Set of tasks >>
1. In the radio astronomy lesson, how large can linked arrays of radio telescopes be?
2. Extend the radio astronomy lesson, picking up after its final sentence.

-------- Source excerpt --------

Summer Research Program for Science Teachers

Rachel Berger, Horace Mann School - 1997

Radio Astronomy: Grades 11 & 12


In teaching astronomy at the high school level, the focus is almost always limited to what we see with our eyes. This area of the electromagnetic (em) spectrum, known as the visible or optical region, is a very tiny part of the entire spectrum that also includes the radio, x-ray, and microwave regions. Students need to understand that the light that they see is only a tiny fraction of the entire energy in the universe and that each region of the em spectrum can provide scientists with different information about an astronomical object. [Content Standard B- Interactions of energy and matter]

Radio astronomy is the second most popular ground-based astronomy used today. Unlike energy waves in the infrared and ultraviolet regions, radio waves pass through a radio window in the atmosphere and are easily detectable on the Earth's surface. And, unlike optical telescopes that have limits on their size, radio telescopes can be linked together in arrays that span from 30 kilometers across up to the size of the Earth. For this reason, today's astronomy student should be familiar with radio astronomy, as well as the traditional optical view of the universe. [Content Standard E- Understandings about science/technology]

The Internet is a crucial source for astronomical data. Almost all of the data from the many different sky surveys is available on the Internet, including images straight from both ground-based and orbiting telescopes. This offers an incredible amount of data that is available to any student who has access to the Internet, and this data can be useful as early as the high school level.

To prepare for a section on radio astronomy, the electromagnetic spectrum as a whole should be first introduced to students. This is done by beginning with what students are most familiar with - visible light. Hand-held spectrometers are used to examine various light sources ranging from white light to gas tubes of hydrogen and helium. Once the concept of light as a form of energy is understood, other forms can be introduced.

Students will already be familiar with the radio region of the spectrum because radios are a source of sound. This idea just needs to be expanded upon to include the concept of energy. What students need to understand is that radio waves are just that, waves that have a certain energy. This energy just happens to be less than that of the visible light they see. When they listen to the radio, their stereo antenna is picking up radio waves and turning them into sound waves that can be heard. In this way the stereo is acting like a very small radio telescope. The difference is that the telescope turns the radio waves into visual and binary data instead of sound waves. It is important to emphasize that radio waves are not what is heard from a stereo, it is the machine itself that turns the radio waves into sound. [Content Standard B- Conservation of energy]

Viewing actual astronomical objects in the different spectral regions can now begin. A few galaxies and nebulae are shown in the visual and radio regions using slides and a Laserdisk. The relationship between temperature and energy is the focus of discussion. The hotter an object is, the more energy it emits. Therefore, a cooler galaxy will emit more in the lower-energy radio region while a hotter star will emit in the visible region. Stars rarely emit in the radio region. So, when a galaxy is viewed in the visible and then the radio region, the pictures are very different. The crux of this lesson is that each region of the em spectrum tells us very different things about an astronomical object. If the students see a bright object in the radio region, it means there is cool dust and nebulae present. That same object, however, could be very dim in a visual picture.

-------- Data supplied --------

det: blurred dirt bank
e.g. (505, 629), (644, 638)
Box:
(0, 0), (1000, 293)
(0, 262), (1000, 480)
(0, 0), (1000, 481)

--------

Outputs >>
1. They can span from 30 kilometers across up to the size of the Earth.

2.
After the classroom section of the lesson is finished, the students will be ready for the lab. It is better to have a computer lab available for class use, but the lab could also be conducted in the classroom with a projector and computer that has Internet access. There are two main Internet sites (see Bibliography) that are sources for radio and optical images of the sky. The first is the Digital Sky Survey, which is optical; and the other is the FIRST survey (Faint Images of the Radio Sky at 20 cm), which is the radio region. [Teaching Standard D- Make accessible technological resources] The instructor should have coordinates of different galaxies, nebulae, Messier objects, and commonly known stars ready so that examples of different types of objects are at hand. The Observer's Handbook is a good source for these. The students will examine the different structures that each type of object displays in the optical and radio regions. Also, the students will learn the names of the objects that are used in the lab. This will be the basis for evaluation at the end of the section.

When the lab has been completed, a test will be given on the concepts of waves, energy, and the different regions of the electromagnetic spectrum. There will be a slide identification portion to the test. On one of the days following the test Dr. Helfand has agreed to visit the class and talk about his research in radio astronomy. [Teaching Standard D- Identify/use resources outside the school] This will conclude the radio astronomy section of the course.


A. Introduction to the optical region of the electromagnetic spectrum. Spectrometers and light tubes containing various types of gases will be used.

B. Expand the students= concepts of the electromagnetic spectrum from one centered on the visual region to one that includes all the other regions of the spectrum. This will be accomplished through a lecture on waves as carriers of both energy and information from the stars, emphasizing that the information from each region of the spectrum tells us something different about an astronomical object being studied.

C. Using slides and a Laserdisk, I will introduce students to the instruments that astronomers use to study the universe in the various spectral regions. I will also present the role that the Earth=s atmosphere has to play in that study. More specifically, in the radio region, the Very Large Array will be introduced as one of the premiere radio telescopes in the world.


A. The lesson itself involves an Internet tour of raw data collected from telescopes in the optical and radio regions. The focus is on becoming aware of the features that we see in the optical region versus the radio region, and on recognizing specific galaxies and nebulae in both spectral regions.

B. The students are allowed to explore the Hubble Space Telescope Internet site on their own to see some of the most up-to-date images of the optical universe.

Post Lesson:

A. The students will be evaluated with a slide identification test using images of different radio and optical objects.

B. Columbia University professors in both radio and optical astronomy will visit the class and explain how they utilize data from a specific region of the electromagnetic spectrum in their research.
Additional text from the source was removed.